Extrait de texte:
Le 16 juillet, nous nous trouvions en présence de véritables rapides : les rives nettes et bien dessinées des îles qui avaient encadré jusque-là le bras du fleuve que nous suivions s’effacèrent tout d’un coup. Le Cambodge se couvrit d’innombrables bouquets d’arbres à demi submergés ; ses eaux limoneuses roulaient avec impétuosité dans mille canaux dont il était impossible de saisir l’inextricable réseau. D’énormes blocs de grès se dressaient le long de la rive gauche et indiquaient que des bancs de la même roche traversaient la rivière dans toute sa largeur. À une assez grande distance de la rive, les bambous des piqueurs trouvaient le fond à moins de trois mètres, et nos barques n’avançaient qu’avec le plus grand effort contre un courant qui, en certains endroits resserrés, atteignait une vitesse de 5 milles à l’heure.

Les pluies et les orages ralentirent encore notre marche. Nous eûmes les plus grandes peines à trouver le soir un gîte sûr pour nos barques, et la crue subite de la petite rivière à l’embouchure de laquelle nous cherchâmes un abri, nous mit en danger d’être emportés pendant notre sommeil et jetés à l’improviste au milieu du courant du grand fleuve.

Données fournies:
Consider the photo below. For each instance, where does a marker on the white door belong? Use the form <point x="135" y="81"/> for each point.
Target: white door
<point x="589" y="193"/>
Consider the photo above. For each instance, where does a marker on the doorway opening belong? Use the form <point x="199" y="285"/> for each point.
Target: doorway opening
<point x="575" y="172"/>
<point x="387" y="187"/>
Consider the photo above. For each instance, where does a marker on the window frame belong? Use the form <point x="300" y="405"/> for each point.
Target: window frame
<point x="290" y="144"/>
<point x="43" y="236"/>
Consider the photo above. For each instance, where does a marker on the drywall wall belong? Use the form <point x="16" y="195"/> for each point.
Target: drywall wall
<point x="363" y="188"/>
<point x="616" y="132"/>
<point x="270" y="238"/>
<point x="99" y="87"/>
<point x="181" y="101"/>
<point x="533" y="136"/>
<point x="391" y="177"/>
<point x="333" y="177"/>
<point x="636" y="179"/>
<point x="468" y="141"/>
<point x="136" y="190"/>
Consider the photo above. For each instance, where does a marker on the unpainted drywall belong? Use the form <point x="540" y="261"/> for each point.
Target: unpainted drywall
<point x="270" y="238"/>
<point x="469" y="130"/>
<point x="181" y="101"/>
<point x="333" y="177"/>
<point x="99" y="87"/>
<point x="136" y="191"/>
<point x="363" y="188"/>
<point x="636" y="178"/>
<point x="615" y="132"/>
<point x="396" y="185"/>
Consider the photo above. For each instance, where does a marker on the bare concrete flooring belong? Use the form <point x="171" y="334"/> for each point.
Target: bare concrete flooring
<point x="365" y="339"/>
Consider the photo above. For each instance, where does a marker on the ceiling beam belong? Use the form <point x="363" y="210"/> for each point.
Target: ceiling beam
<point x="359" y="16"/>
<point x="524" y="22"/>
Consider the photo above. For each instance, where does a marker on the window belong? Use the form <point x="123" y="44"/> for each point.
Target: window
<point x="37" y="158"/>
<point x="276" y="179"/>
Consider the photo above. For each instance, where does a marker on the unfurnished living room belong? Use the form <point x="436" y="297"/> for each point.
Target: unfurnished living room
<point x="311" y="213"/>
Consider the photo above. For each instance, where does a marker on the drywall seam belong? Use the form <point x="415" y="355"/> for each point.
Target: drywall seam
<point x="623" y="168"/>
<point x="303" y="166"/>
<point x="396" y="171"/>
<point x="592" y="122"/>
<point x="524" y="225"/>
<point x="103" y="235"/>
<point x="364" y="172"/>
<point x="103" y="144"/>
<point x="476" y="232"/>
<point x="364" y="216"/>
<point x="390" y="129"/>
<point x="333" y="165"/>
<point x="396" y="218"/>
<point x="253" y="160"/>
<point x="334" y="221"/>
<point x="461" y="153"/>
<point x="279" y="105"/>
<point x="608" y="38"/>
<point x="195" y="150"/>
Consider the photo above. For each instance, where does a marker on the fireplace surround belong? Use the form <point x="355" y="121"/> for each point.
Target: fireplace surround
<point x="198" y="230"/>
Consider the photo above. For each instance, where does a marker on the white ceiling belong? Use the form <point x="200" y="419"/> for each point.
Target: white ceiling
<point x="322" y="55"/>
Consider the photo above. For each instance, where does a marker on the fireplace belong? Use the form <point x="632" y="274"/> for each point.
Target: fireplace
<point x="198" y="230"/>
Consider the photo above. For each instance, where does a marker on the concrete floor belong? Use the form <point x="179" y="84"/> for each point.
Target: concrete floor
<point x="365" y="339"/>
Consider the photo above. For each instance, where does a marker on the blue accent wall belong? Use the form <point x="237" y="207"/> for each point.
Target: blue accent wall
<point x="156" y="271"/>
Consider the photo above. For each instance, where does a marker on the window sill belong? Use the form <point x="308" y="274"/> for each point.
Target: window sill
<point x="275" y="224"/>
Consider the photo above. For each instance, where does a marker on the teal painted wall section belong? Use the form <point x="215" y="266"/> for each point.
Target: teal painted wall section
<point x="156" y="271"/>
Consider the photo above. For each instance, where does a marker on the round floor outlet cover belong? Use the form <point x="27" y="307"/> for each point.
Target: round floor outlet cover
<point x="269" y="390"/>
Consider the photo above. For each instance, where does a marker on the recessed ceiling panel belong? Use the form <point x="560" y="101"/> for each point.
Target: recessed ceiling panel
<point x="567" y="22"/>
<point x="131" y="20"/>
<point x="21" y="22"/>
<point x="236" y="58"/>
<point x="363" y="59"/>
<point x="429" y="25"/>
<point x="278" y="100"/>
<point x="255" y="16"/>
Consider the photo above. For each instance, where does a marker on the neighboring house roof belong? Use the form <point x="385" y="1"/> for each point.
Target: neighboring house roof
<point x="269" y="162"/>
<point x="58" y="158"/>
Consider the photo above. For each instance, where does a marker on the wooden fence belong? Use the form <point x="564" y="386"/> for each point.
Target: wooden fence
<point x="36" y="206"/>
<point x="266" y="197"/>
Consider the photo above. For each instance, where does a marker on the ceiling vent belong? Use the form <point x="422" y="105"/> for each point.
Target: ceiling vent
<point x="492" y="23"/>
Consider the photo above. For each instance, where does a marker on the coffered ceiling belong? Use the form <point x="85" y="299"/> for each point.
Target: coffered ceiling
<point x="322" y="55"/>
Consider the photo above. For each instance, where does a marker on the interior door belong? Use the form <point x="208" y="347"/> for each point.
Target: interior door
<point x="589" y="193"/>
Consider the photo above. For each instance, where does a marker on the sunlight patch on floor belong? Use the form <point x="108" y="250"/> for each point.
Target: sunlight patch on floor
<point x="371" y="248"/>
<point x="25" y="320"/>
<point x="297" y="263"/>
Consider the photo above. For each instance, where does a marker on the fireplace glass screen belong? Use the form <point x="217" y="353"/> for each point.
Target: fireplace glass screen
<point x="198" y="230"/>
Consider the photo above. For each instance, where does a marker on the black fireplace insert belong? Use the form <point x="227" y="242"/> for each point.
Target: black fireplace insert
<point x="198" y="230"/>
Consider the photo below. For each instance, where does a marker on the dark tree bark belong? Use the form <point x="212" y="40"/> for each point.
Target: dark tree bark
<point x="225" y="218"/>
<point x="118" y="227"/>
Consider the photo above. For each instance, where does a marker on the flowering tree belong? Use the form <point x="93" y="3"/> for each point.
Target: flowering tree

Consignes:
1/ Dans le récit de navigation sur le fleuve, quelle vitesse le courant atteignait-il en certains endroits resserrés ?
2/ Rédigez la suite du récit de navigation sur le fleuve, à partir de sa dernière phrase.
La liste n'est pas nécessaire pour ce travail.

Réponses dans l'ordre:
1/ Il atteignait une vitesse de 5 milles à l'heure.

2/
Nous couchions maintenant dans nos pirogues, dont le toit nous garantissait peu de la pluie : il ne fallait pas que l’orage durât bien longtemps pour percer de part en part les nattes et les feuilles qui le composaient. La température ne rendait point ces douches bien pénibles à supporter, et on se résignait assez facilement à ne pas dormir en contemplant l’illumination fantastique et véritablement grandiose que les éclairs incessants entretenaient sous les sombres arceaux de la forêt, et en écoutant le bruit éclatant du tonnerre, répercuté par tous ses échos, se mêler au grondement sourd et continu des eaux du fleuve.

Le 19 juillet, nous sortions de cette zone de rapides. Nous étions arrivés à la limite du Cambodge et du Laos sur la rive gauche du fleuve. Près de la rive droite, qui appartenait toujours à la grande province de Compong Soai et un peu en aval, se trouvait un rapide, celui de Preatapang, que les bateliers donnaient comme le passage le plus dangereux de toute cette partie du fleuve. M. de Lagrée m’engagea à essayer de le reconnaître, et je partis à cet effet dans une petite pirogue. Arrivé au milieu du fleuve, le long d’une île d’où l’on découvre une assez longue perspective en aval, mes rameurs me montrèrent du doigt la direction de Preatapang. Ce fut tout ce que j’en obtins : malgré toutes mes instances, ils me ramenèrent à la rive d’où nous étions partis et qu’avait continué de suivre le reste de l’expédition. Nous convînmes, M. de Lagrée et moi, que ce ne serait que partie remise, et que, dès notre arrivée à la prochaine étape, je tenterais une reconnaissance de la rive droite du fleuve jusqu’à Sombor, point où nous avions cessé d’apercevoir cette rive.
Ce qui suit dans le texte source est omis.